Exercise aim —
Can you update the stretch of records below, from the start through the line containing "[182,353,282,387]", by replacing "emerald green lake" with "turquoise mountain lake" and changing nothing else? Give back only those lines.

━━ Material supplied ━━

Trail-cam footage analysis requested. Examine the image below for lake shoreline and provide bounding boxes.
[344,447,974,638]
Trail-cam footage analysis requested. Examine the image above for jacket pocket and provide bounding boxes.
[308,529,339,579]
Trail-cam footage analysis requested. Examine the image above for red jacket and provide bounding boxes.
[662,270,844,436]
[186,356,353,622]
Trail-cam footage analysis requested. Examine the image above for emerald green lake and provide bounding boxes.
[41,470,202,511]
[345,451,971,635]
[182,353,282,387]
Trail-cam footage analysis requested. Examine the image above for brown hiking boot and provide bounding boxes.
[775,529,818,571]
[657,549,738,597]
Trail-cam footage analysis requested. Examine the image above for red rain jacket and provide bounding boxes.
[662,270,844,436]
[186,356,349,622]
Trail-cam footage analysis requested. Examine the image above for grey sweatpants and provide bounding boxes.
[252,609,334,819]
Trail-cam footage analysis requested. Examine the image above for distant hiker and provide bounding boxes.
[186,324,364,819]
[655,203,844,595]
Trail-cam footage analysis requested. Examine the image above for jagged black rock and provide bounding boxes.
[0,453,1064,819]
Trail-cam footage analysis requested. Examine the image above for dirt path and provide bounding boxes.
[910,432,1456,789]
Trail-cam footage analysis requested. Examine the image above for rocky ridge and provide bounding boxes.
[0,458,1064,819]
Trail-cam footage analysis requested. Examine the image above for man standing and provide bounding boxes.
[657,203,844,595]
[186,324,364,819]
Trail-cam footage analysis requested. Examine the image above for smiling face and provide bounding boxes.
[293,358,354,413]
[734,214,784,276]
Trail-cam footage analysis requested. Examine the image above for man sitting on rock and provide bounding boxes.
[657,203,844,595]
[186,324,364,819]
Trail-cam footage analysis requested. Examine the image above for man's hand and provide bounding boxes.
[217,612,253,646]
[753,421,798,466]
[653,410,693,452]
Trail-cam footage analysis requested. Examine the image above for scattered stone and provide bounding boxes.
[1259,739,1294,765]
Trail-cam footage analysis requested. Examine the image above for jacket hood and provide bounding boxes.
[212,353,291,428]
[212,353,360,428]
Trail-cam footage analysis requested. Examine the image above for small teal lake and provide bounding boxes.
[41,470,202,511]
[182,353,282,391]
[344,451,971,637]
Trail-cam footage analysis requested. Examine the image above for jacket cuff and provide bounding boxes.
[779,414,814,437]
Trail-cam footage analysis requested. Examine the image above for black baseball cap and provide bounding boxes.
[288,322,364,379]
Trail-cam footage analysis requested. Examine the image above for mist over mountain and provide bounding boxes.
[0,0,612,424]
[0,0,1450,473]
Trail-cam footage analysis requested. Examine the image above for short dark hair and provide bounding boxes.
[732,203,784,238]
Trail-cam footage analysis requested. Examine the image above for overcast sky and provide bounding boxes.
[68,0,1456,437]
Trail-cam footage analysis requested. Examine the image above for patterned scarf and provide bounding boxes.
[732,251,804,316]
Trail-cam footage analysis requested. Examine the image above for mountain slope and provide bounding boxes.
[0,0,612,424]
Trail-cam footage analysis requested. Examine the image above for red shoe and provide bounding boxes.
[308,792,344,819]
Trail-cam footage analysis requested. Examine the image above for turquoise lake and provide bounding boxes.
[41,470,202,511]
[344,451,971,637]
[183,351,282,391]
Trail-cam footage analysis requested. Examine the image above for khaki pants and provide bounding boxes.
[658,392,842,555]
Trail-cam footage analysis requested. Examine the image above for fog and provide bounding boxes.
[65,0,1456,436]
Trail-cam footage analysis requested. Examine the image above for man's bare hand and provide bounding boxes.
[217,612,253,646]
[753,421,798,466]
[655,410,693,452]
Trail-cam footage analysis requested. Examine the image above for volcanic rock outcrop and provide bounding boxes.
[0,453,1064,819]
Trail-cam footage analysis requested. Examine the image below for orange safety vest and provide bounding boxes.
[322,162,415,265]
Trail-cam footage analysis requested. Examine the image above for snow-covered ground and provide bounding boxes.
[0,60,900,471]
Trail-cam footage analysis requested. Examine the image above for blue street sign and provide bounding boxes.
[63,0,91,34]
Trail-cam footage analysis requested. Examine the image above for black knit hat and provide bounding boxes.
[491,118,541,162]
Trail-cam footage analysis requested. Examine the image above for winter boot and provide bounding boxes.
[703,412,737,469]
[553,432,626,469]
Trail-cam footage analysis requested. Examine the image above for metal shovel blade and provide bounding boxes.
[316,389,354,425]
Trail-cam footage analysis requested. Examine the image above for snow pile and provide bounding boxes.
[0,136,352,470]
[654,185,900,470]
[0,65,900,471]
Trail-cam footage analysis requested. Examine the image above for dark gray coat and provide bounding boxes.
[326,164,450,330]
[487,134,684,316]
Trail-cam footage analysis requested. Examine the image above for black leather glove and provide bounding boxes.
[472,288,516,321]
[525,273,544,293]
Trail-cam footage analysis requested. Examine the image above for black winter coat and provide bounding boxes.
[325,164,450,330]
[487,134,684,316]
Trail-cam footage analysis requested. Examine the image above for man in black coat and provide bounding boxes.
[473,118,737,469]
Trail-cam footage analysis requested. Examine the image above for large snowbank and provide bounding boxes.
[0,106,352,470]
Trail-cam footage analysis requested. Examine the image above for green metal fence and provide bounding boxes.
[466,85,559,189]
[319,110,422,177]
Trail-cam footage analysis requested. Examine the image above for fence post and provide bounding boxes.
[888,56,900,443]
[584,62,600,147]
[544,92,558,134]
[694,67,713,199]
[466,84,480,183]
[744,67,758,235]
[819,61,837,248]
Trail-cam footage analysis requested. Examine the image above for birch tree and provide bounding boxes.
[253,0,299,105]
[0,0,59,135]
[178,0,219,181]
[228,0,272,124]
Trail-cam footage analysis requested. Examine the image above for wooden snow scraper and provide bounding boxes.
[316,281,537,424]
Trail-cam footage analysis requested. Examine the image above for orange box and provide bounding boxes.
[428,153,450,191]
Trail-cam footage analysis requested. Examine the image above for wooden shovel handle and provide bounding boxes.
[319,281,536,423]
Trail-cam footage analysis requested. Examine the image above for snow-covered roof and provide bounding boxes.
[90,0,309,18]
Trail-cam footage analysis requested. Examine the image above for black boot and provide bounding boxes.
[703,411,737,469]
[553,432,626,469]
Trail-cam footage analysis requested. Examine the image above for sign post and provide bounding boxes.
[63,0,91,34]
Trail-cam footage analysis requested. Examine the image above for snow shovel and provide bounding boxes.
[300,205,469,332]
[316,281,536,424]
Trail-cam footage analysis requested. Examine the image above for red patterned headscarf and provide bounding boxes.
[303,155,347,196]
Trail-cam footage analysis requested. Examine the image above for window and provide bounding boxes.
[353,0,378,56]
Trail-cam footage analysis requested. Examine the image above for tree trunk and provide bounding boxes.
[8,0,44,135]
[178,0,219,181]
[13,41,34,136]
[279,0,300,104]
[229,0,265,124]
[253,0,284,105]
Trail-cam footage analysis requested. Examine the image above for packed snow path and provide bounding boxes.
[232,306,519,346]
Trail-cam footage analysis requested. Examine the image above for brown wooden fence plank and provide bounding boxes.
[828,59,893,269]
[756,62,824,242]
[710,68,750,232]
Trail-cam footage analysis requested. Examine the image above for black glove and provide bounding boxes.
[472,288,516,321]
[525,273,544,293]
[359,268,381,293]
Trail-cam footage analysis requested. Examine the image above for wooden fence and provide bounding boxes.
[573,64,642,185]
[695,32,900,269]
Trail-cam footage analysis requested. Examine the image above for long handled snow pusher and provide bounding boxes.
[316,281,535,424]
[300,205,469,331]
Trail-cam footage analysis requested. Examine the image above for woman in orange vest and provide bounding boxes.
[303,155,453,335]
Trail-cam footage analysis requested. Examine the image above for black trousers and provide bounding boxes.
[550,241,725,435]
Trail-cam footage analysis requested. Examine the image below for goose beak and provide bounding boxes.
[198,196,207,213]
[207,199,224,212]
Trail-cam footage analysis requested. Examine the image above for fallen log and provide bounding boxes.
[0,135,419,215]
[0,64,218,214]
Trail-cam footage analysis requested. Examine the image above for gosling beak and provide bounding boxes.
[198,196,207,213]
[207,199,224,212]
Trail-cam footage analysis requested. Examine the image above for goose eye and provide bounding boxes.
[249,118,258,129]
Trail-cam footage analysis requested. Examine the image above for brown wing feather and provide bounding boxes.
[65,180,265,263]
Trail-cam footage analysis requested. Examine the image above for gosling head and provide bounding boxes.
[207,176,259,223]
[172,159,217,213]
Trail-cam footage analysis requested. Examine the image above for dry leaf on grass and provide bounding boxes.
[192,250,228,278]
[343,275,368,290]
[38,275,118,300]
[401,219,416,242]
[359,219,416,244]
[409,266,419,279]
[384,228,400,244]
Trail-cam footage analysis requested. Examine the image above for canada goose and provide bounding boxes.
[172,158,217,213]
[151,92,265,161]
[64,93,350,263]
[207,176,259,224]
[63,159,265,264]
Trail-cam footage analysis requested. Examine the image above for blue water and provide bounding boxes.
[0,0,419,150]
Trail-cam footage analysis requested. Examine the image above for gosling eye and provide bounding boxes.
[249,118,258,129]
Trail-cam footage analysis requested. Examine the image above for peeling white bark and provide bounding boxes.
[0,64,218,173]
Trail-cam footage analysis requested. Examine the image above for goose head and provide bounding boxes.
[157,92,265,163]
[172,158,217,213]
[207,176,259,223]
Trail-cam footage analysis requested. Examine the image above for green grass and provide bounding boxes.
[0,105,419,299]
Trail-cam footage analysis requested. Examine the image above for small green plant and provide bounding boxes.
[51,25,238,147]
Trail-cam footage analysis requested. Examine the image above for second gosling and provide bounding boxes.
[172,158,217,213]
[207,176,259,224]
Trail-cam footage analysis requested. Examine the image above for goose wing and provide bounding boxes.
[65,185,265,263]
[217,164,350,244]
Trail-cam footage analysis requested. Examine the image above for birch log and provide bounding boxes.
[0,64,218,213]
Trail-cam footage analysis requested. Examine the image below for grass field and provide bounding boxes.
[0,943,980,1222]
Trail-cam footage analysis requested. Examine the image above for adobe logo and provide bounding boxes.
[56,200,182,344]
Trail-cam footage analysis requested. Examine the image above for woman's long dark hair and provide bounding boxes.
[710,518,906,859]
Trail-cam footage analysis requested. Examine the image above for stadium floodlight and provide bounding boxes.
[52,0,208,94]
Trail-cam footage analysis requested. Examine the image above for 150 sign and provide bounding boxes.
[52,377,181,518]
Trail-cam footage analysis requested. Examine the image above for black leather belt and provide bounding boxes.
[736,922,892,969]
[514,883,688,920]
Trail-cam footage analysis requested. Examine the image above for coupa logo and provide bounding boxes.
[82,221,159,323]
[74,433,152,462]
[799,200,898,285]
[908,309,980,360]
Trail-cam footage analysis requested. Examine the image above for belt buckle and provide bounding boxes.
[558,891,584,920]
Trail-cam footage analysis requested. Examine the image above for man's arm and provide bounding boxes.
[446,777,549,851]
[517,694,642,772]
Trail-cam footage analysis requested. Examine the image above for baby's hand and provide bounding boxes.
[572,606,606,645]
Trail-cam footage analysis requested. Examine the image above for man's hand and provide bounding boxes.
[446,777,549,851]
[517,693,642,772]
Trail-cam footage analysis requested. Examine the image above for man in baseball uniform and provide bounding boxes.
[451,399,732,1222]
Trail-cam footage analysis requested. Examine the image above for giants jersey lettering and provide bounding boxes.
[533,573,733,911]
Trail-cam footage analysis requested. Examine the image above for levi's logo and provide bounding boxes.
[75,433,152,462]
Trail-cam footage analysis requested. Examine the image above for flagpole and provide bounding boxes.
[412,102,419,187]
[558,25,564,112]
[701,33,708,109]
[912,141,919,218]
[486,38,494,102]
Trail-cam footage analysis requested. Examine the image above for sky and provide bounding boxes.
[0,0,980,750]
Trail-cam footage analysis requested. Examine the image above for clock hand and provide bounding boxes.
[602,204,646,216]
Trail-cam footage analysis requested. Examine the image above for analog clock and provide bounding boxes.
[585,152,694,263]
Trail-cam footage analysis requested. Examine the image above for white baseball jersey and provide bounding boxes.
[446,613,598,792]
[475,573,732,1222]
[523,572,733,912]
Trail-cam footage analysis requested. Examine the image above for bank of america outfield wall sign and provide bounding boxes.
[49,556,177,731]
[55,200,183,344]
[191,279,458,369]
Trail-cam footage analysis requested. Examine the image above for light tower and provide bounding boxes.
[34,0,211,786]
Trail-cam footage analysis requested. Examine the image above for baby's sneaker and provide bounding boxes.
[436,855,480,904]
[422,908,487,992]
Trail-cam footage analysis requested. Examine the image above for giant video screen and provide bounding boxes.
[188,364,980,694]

━━━

Answer below —
Trail-cam footage analysis requested. Examine the image below for lake shoreline and provide bounding boxes.
[344,447,974,638]
Trail-cam footage analysis requested. Examine the image above for jacket pocket and provide bounding boxes.
[308,529,339,579]
Trail-cam footage analysis requested. Examine the image above for red jacket and provide bounding boxes.
[662,270,844,436]
[186,356,353,622]
Trail-cam footage analysis requested. Examine the image above for turquoise mountain lake and provide bounding boxes.
[41,470,202,511]
[345,451,971,635]
[182,353,282,387]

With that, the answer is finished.